Copy the entries below line for line, with no change to any word, number, or punctuation mark.

▶ _Supplied material_:

<<<<

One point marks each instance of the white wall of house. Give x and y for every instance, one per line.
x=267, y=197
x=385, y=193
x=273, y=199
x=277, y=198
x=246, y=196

>>>>

▶ _Exercise answer_:
One point marks each instance of the white wall of house. Give x and y for every instance, one per line.
x=267, y=197
x=385, y=193
x=273, y=199
x=277, y=198
x=246, y=196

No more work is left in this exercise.